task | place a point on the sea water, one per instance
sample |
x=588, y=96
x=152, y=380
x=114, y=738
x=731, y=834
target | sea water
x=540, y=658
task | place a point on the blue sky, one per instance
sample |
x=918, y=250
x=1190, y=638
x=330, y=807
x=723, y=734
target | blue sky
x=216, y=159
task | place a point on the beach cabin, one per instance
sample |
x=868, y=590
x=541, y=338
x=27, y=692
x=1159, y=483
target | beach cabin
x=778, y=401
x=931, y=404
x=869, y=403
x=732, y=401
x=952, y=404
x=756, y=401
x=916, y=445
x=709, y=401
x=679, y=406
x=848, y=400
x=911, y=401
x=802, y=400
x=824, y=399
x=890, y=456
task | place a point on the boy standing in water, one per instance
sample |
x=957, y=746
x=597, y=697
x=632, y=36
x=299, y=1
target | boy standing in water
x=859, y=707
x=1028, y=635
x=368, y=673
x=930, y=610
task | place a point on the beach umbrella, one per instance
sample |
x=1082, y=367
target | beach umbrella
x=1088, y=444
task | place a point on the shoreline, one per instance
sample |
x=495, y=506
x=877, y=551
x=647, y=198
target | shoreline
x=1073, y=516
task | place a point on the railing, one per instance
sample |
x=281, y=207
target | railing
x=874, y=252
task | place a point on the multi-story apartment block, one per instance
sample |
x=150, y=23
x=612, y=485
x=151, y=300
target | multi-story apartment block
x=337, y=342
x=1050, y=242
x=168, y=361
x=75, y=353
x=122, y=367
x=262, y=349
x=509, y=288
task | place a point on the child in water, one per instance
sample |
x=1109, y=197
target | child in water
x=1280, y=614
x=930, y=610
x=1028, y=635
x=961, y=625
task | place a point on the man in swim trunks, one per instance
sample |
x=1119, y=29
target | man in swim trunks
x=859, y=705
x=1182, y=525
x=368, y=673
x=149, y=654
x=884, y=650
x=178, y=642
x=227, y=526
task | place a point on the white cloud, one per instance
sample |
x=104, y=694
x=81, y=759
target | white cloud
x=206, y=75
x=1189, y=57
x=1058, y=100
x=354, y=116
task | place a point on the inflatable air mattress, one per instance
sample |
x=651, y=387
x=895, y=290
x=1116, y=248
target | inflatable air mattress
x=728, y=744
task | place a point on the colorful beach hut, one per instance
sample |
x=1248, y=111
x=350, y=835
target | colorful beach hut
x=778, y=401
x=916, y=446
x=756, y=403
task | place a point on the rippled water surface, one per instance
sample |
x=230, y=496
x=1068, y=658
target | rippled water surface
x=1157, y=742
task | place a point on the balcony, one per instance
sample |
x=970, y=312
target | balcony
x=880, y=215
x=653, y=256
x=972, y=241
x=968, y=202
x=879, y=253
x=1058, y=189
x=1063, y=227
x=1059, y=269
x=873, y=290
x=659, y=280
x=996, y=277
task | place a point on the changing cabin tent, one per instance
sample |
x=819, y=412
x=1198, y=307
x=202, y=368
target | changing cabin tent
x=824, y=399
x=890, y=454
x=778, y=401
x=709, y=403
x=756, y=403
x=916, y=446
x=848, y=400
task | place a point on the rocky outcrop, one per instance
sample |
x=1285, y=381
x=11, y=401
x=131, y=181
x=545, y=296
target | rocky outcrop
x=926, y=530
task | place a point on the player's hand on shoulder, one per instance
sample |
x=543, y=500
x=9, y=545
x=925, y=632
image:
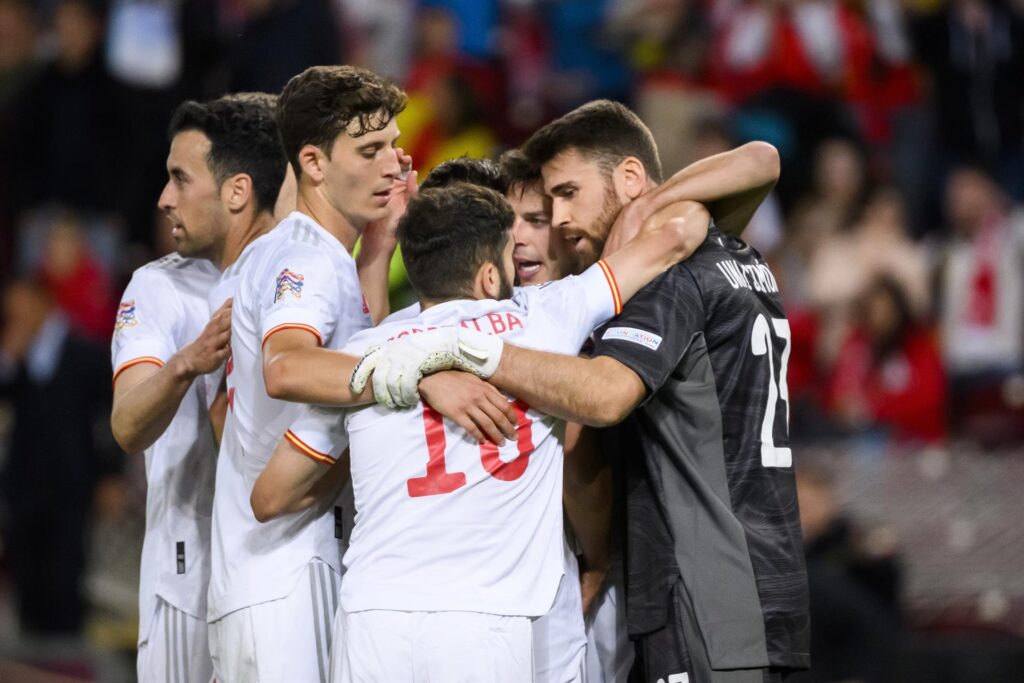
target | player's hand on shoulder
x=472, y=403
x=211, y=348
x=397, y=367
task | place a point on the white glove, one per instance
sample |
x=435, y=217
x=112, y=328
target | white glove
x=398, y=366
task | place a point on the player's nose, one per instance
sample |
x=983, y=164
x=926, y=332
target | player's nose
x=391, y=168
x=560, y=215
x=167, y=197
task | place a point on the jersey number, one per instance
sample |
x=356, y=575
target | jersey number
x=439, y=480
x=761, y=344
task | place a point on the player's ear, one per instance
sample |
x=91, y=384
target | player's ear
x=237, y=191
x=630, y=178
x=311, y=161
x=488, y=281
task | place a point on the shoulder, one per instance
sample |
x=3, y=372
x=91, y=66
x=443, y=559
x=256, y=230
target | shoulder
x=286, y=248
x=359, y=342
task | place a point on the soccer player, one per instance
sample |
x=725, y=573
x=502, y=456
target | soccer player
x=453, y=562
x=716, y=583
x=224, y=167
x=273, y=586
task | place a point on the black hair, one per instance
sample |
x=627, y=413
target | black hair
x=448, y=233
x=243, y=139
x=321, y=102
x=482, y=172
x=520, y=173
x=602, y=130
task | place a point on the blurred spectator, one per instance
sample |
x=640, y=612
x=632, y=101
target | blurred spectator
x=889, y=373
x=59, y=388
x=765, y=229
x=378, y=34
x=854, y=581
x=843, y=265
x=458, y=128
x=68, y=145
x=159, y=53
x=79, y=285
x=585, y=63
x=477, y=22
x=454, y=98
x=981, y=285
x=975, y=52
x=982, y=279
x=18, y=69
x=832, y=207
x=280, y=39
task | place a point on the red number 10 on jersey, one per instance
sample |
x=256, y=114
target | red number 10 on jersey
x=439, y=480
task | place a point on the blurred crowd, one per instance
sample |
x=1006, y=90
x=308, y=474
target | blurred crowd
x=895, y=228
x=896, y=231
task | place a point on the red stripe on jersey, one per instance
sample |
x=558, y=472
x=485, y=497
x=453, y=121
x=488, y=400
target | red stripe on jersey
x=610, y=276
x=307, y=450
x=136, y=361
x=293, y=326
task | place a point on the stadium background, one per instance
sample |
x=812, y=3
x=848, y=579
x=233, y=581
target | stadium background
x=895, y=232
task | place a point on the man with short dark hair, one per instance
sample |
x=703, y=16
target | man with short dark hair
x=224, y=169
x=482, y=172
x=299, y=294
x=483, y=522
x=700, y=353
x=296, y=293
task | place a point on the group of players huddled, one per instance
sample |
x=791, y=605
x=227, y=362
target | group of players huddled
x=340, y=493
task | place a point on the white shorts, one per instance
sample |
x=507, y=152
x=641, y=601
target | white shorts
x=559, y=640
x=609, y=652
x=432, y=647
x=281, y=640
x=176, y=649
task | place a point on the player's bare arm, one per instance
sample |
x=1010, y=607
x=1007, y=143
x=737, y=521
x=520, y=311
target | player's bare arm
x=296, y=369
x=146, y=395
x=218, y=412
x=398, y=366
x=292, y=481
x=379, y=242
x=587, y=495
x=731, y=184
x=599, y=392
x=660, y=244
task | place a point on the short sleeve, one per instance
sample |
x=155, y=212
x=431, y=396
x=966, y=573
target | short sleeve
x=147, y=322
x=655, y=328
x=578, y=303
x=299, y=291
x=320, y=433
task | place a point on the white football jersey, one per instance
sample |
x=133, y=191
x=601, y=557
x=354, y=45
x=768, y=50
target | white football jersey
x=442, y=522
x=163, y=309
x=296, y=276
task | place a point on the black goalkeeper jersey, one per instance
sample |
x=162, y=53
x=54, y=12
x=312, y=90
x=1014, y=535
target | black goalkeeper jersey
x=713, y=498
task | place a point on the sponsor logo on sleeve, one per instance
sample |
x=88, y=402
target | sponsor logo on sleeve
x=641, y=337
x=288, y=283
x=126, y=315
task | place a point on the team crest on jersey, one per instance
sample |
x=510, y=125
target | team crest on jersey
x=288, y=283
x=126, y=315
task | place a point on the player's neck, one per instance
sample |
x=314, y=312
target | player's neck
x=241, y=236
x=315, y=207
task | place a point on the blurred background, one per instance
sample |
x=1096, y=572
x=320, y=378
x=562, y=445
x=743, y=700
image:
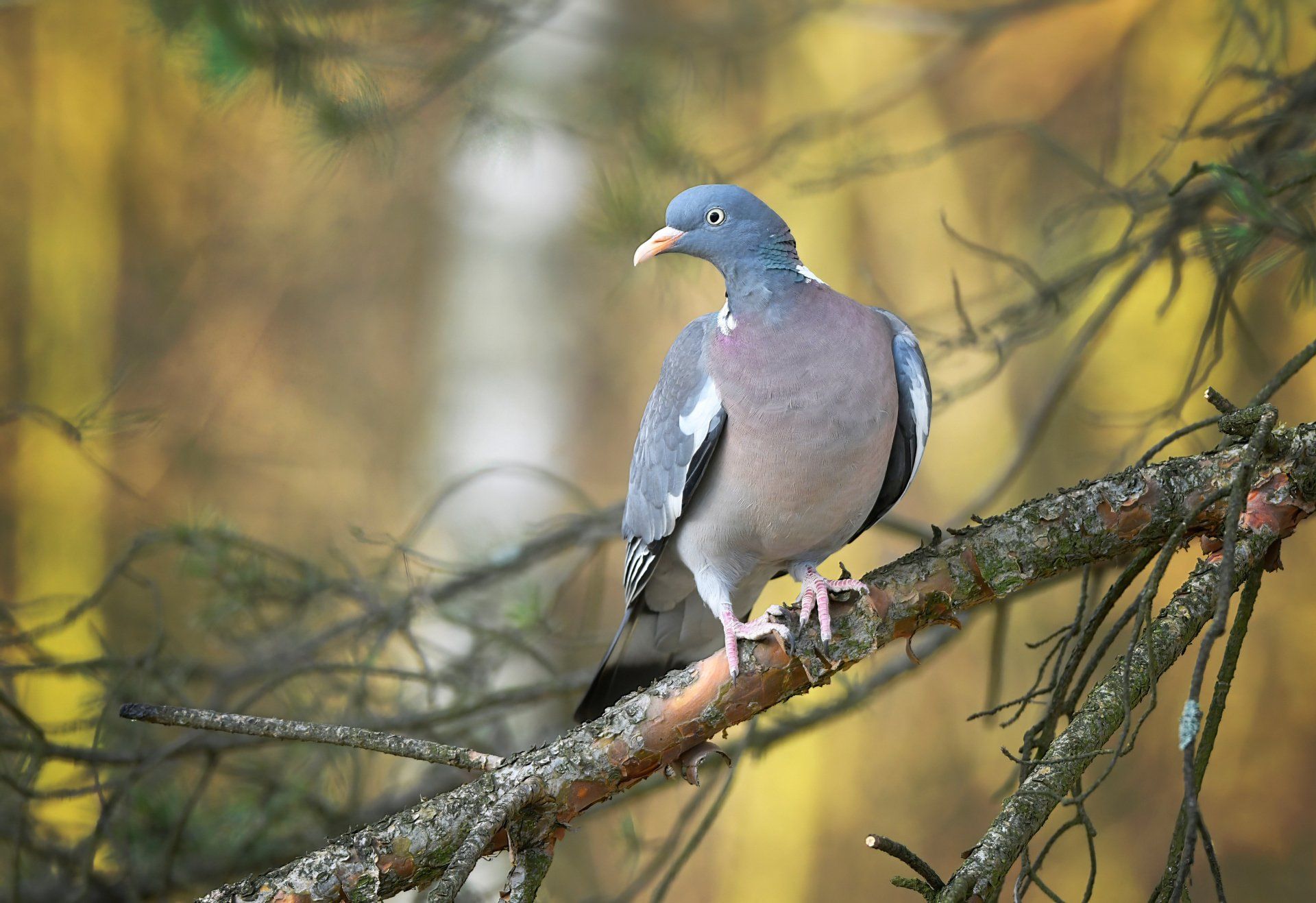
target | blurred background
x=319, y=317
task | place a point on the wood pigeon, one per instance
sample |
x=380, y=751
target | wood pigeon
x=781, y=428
——
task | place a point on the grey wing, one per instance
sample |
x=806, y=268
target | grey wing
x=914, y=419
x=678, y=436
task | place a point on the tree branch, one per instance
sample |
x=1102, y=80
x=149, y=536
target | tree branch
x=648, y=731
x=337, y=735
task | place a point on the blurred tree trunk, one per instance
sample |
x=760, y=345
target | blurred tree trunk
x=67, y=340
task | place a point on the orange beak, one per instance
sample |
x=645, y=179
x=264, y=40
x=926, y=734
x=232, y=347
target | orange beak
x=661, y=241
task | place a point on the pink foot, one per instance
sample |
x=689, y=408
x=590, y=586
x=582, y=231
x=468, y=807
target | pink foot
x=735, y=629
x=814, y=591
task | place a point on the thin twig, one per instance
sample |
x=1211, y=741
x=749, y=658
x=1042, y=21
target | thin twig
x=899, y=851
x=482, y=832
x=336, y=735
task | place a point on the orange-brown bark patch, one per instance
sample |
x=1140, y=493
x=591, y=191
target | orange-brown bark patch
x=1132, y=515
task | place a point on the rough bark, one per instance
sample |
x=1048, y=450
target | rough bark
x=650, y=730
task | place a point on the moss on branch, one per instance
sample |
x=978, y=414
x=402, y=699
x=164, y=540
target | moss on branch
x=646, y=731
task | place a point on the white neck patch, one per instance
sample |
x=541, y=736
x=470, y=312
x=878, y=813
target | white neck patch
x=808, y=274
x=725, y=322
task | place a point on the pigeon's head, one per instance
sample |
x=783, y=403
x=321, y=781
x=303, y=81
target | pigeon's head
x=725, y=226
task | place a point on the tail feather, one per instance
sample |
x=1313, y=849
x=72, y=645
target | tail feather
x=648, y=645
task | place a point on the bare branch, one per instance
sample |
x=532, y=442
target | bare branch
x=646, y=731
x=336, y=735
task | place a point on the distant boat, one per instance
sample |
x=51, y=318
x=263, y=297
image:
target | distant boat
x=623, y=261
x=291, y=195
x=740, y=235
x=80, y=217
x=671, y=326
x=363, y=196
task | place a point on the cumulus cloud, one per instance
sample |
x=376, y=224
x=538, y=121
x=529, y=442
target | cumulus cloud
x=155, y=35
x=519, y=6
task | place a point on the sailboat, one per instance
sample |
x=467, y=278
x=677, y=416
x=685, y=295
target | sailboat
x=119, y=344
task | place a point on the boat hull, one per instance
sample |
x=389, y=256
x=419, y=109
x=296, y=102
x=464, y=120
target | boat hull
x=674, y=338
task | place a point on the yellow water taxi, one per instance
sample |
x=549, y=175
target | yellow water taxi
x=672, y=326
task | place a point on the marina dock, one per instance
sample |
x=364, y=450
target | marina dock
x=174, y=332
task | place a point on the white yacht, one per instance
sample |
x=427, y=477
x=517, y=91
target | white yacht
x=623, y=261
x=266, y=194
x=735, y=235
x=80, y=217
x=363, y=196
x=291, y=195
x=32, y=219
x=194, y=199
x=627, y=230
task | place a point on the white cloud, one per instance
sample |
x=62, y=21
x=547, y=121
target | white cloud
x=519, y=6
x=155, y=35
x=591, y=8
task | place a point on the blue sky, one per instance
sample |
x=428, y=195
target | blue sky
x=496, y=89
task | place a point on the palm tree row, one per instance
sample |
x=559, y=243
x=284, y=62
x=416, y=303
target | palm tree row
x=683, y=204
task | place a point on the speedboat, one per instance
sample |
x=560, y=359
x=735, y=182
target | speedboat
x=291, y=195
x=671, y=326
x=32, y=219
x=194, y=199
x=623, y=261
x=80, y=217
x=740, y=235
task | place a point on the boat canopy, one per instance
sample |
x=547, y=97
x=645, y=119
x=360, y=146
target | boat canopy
——
== GIVEN INSTRUCTION ==
Reproduce the data above verbatim, starting at the line that contains "task | place a point on the sea" and ending after the line that contains "x=509, y=288", with both of those lines included.

== PROBLEM SOLUTION ==
task | place a point on the sea water, one per instance
sample |
x=588, y=96
x=152, y=380
x=114, y=738
x=731, y=834
target | sea water
x=540, y=658
task | place a point on the blue sky, one per instance
sample |
x=918, y=250
x=1190, y=638
x=330, y=807
x=723, y=734
target | blue sky
x=216, y=159
task | place a point on the beach cabin, one per instance
sample |
x=868, y=590
x=541, y=338
x=27, y=692
x=1159, y=483
target | beach cabin
x=778, y=401
x=931, y=404
x=869, y=403
x=732, y=401
x=952, y=404
x=756, y=401
x=916, y=445
x=709, y=401
x=679, y=406
x=848, y=400
x=911, y=401
x=802, y=400
x=824, y=399
x=890, y=456
task | place a point on the boy standing in water, one per instance
sample |
x=957, y=746
x=597, y=697
x=632, y=36
x=299, y=1
target | boy standing in water
x=859, y=707
x=1028, y=635
x=368, y=673
x=930, y=610
task | place a point on the beach umbrella, one per instance
sample |
x=1082, y=367
target | beach umbrella
x=1088, y=444
task | place a point on the shoreline, one per instance
sample |
x=495, y=506
x=877, y=551
x=647, y=198
target | shoreline
x=1073, y=516
task | place a point on the railing, one per instance
sample |
x=281, y=207
target | railing
x=874, y=252
task | place a point on the multi-story apartment block, one per instance
sample |
x=150, y=23
x=612, y=485
x=151, y=300
target | multi-story apartment block
x=337, y=342
x=1050, y=242
x=168, y=361
x=75, y=353
x=122, y=367
x=262, y=349
x=509, y=288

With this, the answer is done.